# Things to do
[1] In the text on the Morton family, at which church did the 1781 marriage take place?
[2] Extend the text on the Morton family, picking up right after its final line.

In 1781, she married Boston lawyer Perez Morton (1751–1837) at Trinity Church, Boston. Morton served as the speaker of the Massachusetts House of Representatives, from 1806 to 1808 and again from 1810 to 1811, and was the Massachusetts attorney general from 1810 to 1832. The couple lived on a family mansion on State Street. From around 1796 to around 1803, the Mortons owned a house on Dudley Street in Dorchester; the house may have been designed by Charles Bulfinch. Together, they were the parents of five children who lived to maturity, including:

- Sarah Apthorp Morton (1782–1844), who married Richard Cunningham, son of John Cunningham, in Nova Scotia.
- Anna Louisa Morton (1783–1843).
- Frances Wentworth Morton (1785–1831).
- Charles Ward Apthorp Morton (1786–1809),
- Charlotte Morton (1787–1819), who married Andrew Dexter, Jr. (1779–1837), a lawyer, financier, and speculator.

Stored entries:
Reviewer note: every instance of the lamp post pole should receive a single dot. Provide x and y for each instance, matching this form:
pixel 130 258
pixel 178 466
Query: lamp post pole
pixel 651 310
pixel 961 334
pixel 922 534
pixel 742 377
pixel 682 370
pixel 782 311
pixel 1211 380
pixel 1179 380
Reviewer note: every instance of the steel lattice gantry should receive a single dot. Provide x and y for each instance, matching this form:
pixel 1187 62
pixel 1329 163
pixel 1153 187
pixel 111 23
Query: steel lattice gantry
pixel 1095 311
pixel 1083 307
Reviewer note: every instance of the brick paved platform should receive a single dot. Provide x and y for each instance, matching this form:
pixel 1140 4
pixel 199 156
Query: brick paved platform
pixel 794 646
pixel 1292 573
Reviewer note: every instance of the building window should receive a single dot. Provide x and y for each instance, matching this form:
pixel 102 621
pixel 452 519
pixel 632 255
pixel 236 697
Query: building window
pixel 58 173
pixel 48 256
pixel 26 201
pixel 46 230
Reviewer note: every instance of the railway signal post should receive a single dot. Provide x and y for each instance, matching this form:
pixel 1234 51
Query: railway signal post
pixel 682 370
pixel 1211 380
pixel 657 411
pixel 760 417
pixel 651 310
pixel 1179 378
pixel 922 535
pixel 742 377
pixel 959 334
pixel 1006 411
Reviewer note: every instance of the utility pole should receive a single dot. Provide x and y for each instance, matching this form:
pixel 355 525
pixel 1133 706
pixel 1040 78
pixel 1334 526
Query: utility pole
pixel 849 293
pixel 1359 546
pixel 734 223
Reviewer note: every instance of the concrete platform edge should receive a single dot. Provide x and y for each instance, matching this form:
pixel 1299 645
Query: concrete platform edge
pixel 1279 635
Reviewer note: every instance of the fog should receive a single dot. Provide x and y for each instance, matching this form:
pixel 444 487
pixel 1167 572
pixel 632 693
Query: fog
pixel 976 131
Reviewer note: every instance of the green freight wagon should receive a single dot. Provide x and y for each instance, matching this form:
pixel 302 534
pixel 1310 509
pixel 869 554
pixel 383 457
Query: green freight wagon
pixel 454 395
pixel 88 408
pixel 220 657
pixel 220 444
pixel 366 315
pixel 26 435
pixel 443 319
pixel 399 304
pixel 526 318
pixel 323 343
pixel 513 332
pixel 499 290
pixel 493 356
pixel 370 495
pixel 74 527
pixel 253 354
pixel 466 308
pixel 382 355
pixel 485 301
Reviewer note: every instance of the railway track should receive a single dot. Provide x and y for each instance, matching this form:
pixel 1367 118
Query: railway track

# Results
[1] Trinity Church, Boston.

[2]
Sarah died on May 14, 1846, in Braintree, Massachusetts. She was buried at King's Chapel Burying Ground in Boston.

===Husband's affair and sister's suicide===
In the mid-1780s, Sarah's younger sister Frances Apthorp (1766–1788), or Fanny as she was known, came to live with her and her family. Reportedly, Fanny was seduced by, or fell in love with, Sarah's husband Perez. Fanny gave birth to his child in 1787 or 1788, after which their father threatened to confront Perez. Hoping to avoid a scandal and public disgrace, Fanny persuaded her father to desist. Once the affair became public anyway, Fanny committed suicide by taking an overdose of laudanum. Fanny left a suicide note proclaiming her "guilty innocence" that was published in newspapers shortly after her death.

In January 1789 Sarah's brother Charles Apthorp challenged Perez Morton to a duel. The two men met to duel, but the sheriff prevented the illegal encounter. The Mortons' marriage deteriorated, but the couple later reconciled. In spite of this reconciliation, fifteen years later Sarah had an affair with founding father Gouverneur Morris.

===Legacy and descendants===
Her Dorchester home is a site on the Boston Women's Heritage Trail.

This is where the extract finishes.